_Assignment:_ Every line of the material must come back exactly as given.

_Exercise data:_
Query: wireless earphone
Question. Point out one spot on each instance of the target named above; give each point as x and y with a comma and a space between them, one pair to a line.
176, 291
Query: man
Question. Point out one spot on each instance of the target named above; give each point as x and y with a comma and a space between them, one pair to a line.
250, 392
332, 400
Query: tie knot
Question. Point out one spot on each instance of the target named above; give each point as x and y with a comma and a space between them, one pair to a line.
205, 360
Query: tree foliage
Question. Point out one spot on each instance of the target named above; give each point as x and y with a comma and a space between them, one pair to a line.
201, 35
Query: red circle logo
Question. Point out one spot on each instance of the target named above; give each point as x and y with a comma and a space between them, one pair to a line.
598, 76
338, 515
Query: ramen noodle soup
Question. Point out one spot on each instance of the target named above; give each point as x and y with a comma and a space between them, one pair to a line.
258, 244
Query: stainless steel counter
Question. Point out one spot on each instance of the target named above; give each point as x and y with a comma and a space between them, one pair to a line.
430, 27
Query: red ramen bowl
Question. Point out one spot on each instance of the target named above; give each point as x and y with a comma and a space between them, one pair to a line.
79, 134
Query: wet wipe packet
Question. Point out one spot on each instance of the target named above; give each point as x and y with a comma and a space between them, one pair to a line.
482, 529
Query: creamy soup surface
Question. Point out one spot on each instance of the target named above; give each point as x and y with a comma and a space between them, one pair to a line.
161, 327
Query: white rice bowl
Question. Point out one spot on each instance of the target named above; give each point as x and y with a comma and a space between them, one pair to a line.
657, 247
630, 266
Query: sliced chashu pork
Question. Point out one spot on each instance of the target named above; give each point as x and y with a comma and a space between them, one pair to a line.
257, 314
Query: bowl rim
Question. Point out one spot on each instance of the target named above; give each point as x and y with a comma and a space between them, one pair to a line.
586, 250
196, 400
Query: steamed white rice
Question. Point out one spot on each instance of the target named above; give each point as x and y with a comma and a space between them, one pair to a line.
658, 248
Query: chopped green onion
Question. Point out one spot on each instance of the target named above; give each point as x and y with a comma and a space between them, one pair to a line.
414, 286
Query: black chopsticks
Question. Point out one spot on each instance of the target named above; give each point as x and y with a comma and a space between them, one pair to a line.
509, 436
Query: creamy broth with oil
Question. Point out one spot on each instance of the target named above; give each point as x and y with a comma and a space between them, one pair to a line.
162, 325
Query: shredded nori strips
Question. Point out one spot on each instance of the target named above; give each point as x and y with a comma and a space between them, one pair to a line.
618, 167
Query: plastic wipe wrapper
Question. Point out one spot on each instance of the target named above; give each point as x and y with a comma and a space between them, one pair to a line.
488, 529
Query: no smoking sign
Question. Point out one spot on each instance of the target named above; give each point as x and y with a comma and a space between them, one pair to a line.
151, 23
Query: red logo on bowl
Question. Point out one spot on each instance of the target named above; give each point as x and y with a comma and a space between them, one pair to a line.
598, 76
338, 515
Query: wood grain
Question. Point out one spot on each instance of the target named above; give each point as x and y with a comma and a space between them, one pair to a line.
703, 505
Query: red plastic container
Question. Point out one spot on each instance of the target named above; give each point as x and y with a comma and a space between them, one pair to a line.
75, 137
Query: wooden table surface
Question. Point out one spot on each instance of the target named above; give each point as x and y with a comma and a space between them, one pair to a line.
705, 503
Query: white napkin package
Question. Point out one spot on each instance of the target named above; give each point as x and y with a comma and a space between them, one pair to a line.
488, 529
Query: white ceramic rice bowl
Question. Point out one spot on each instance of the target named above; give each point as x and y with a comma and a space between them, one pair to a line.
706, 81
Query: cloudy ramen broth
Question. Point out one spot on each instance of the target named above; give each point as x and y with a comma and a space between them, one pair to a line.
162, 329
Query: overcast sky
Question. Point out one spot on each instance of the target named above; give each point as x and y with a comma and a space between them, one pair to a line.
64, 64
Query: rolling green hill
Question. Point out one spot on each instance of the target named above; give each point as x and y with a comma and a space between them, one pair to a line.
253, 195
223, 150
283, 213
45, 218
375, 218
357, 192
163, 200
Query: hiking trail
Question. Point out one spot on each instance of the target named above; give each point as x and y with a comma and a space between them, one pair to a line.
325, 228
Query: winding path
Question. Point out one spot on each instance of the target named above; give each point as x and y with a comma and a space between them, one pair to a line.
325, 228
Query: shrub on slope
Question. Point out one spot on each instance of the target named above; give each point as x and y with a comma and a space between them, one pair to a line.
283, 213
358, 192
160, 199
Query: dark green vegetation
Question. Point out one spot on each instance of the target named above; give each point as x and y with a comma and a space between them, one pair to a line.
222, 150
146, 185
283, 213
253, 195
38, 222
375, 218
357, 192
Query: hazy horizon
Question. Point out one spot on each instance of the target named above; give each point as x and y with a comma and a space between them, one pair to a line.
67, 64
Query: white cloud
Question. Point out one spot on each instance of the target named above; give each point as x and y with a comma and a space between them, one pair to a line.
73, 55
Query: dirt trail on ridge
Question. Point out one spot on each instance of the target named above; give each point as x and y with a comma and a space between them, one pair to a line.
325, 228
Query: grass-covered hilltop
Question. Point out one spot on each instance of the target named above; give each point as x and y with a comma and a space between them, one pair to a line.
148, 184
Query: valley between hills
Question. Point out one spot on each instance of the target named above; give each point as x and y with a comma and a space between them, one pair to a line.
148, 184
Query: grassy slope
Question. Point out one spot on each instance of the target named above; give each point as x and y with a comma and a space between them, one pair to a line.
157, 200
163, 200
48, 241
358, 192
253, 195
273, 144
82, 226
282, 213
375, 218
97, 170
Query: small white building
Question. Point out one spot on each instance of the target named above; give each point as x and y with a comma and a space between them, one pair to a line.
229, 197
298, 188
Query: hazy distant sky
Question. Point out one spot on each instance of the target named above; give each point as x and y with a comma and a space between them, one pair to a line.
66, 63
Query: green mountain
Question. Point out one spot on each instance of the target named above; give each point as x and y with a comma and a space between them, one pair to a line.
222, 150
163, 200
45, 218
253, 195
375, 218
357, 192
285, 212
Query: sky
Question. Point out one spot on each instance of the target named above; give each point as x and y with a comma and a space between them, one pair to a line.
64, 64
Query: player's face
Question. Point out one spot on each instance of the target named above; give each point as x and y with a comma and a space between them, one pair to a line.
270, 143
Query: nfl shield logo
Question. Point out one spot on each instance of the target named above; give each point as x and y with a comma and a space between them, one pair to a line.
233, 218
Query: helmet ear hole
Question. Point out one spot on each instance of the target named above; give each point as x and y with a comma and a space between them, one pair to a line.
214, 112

_Task response:_
Query: wireless earphone
Question. Point out one spot on each instance of the target named above; give each point as x and y with a comma and a space between them, one pair to a line.
176, 291
Query: man
Question. Point out one spot on each instance of the target named above; give each point as x and y with a comma and a space between them, one pair to a line.
250, 392
332, 400
Query: tie knot
Question. Point out one spot on each instance of the target named above; give each point as x and y with a comma and a space between them, one pair to a line.
205, 360
Query: tree foliage
Question. Point out one spot on each instance of the target named above; give each point as x and y with a comma and a space between them, one pair to a line.
201, 35
Query: red circle logo
Question. Point out one spot on each instance of the target named above; give each point as x and y with a comma and a space between them, one pair to a line.
598, 76
338, 515
Query: ramen noodle soup
Question. Point out one spot on each instance of the target named above; give each point as x and y with a comma and a space between them, one pair to a line.
258, 244
Query: stainless steel counter
Question. Point out one spot on each instance of the target named above; give each point as x and y with a comma and a space between them, one pair to a line.
430, 27
Query: red ramen bowl
Question. Point out one spot on each instance of the target named above; give each point as x and y with a comma and a space between them, one pair to a line.
79, 134
Query: wet wipe packet
Question. Point out one spot on each instance of the target named above; give each point as x and y with a comma and a space between them, one pair to a line.
482, 529
Query: creamy soup surface
Question. Point out one spot on each instance of the target named above; give each point as x and y with a comma and a space between them, one pair to a line.
161, 327
Query: white rice bowl
Question. Point out one spot on each instance of the target named above; give each point as x and y with a comma and a space between them, one pair to a line.
657, 247
630, 266
Query: sliced chashu pork
Question. Point out one spot on each instance of the target named above; give each point as x and y with a comma and a space between them, one pair to a line.
257, 314
Query: bowl rim
Question. Point out one spot on each instance of the target named above; give each point as x and y with a comma and a space between them, one pair to a line.
586, 250
196, 400
Query: steamed white rice
Question. Point out one spot on each instance of the target named above; give each point as x and y with a comma and a space between them, one pair to a line.
658, 248
Query: chopped green onion
Question. Point out one spot on each instance of the target named above; give each point as x and y with a comma and a space between them, one pair to a line.
414, 286
Query: black chopsticks
Question. Point out one spot on each instance of the target named above; give each point as x and y with a comma and a space between them, one pair to a line.
509, 436
Query: creamy broth with oil
Question. Point out one spot on each instance of the target named above; give each point as x and y with a comma and a space between them, one pair to a line.
162, 325
Query: shredded nori strips
Question. Point out one spot on each instance of the target named above; give each point as x and y with a comma and a space between them, one pair to a line.
618, 167
Query: plastic wipe wrapper
Question. Point out one spot on each instance of the target named above; give each point as x and y with a comma and a space between them, one pair to a line.
488, 529
Query: no smoking sign
Question. Point out one spot on each instance of the target named above; give each point as x and y with a comma and a space between them, one pair to a line.
151, 23
Query: red logo on bowl
Question. Point out one spot on each instance of the target named above; give each point as x and y with a comma and a space between them, one pair to a line.
598, 76
338, 515
Query: wood grain
Question. Point out one spot on each instance of the target named above; give each point as x and y with a comma and a space between them, one pair to a line.
703, 505
Query: red plastic container
Question. Point out one spot on each instance of the target named above; give each point as x and y with a comma and a space between them, one pair to a line.
75, 137
Query: wooden table surface
Question. Point out one spot on each instance of the target named above; give each point as x and y with a comma and a space between them, one pair to a line.
705, 503
Query: white napkin package
Question. Point out one spot on each instance of the target named above; give each point as x and y with a comma and a space between them, one pair to a line.
488, 529
Query: white ceramic rice bowl
Question. Point out one spot on each instance of the target named above; give each point as x and y with a comma and a space between them, one pair to a line.
706, 81
Query: cloudy ramen broth
Question. Point out one spot on each instance of the target named above; give each point as x and y with a comma and a space between them, one pair to a line.
162, 329
Query: overcast sky
Question. Point out one spot on each instance of the target named above; give each point as x and y with a comma and a space between them, one pair to a line.
64, 64
Query: rolling green hill
Question. Point out one spot on each instance of the target named above; give each point as x and y with a comma and a space between them, one pair to a line.
253, 195
223, 150
283, 213
45, 218
375, 218
357, 192
163, 200
Query: hiking trail
Question. Point out one spot on each instance of the target named above; give each point as x and y with a comma and a space between them, one pair to a line.
325, 228
Query: winding path
Question. Point out one spot on each instance of the target named above; give each point as x and y with a comma and a space between them, one pair to a line.
325, 228
Query: shrub on slope
Question. Point out one spot on each instance of the target named above; give each point as x and y with a comma and a space between them, one pair to a line.
283, 213
358, 192
160, 199
Query: dark green vegetation
Question. Point out one spot on each instance of the target named above; give each point as x and y with a comma and a space between them, one pair to a line.
222, 150
146, 185
283, 213
253, 195
38, 222
375, 218
357, 192
Query: hazy horizon
Question. Point out one spot on each instance of the target named above; give each point as x and y with a comma and a space between them, one pair to a line.
67, 64
Query: white cloud
Question. Point out one spot on each instance of the target named above; give each point as x and y with a comma and a space between them, one pair to a line.
73, 55
Query: dirt trail on ridge
Question. Point out one spot on each instance of the target named above; give each point as x and y with a comma and a space between them, one pair to a line.
325, 228
Query: grass-covered hilltop
Question. Point out one spot on each instance of the target named above; give each point as x and y with a comma and a space between them, one pair to a line.
148, 184
Query: valley between hills
Question. Point out one spot on each instance of the target named above; give each point as x and y with a comma and a space between them, one pair to a line.
148, 184
Query: grassy slope
Question. Point out one spot on each instance of the target named above; give each point as x and y with a comma and a space between them, one pair to a line.
157, 200
163, 200
48, 241
358, 192
253, 195
273, 144
82, 226
282, 213
375, 218
97, 170
Query: small white building
Question. Point out one spot on each instance of the target named above; give each point as x and y with a comma and a space between them, one pair to a line.
229, 197
298, 188
Query: hazy distant sky
Question. Point out one spot on each instance of the target named above; give each point as x and y with a comma and a space between them, one pair to a line.
66, 63
Query: green mountain
Question. Point out one spot on each instance of the target named above; give each point as x and y with a comma and a space between them, one pair to a line.
222, 150
163, 200
45, 218
253, 195
375, 218
357, 192
285, 212
Query: sky
Question. Point out one spot on each instance of the target named above; give each point as x and y with a comma and a space between them, one pair to a line.
64, 64
Query: player's face
Question. Point out one spot on each instance of the target named above; give each point as x and y with a comma and a space between them, one pair to a line.
270, 143
Query: nfl shield logo
Question. Point out one spot on each instance of the target named above; give each point as x and y with a comma and a space between them, one pair to a line.
233, 218
Query: helmet ear hole
Question. Point out one spot on each instance of the target named above; give each point as x and y with a comma and a space between them, one pair to a line.
214, 112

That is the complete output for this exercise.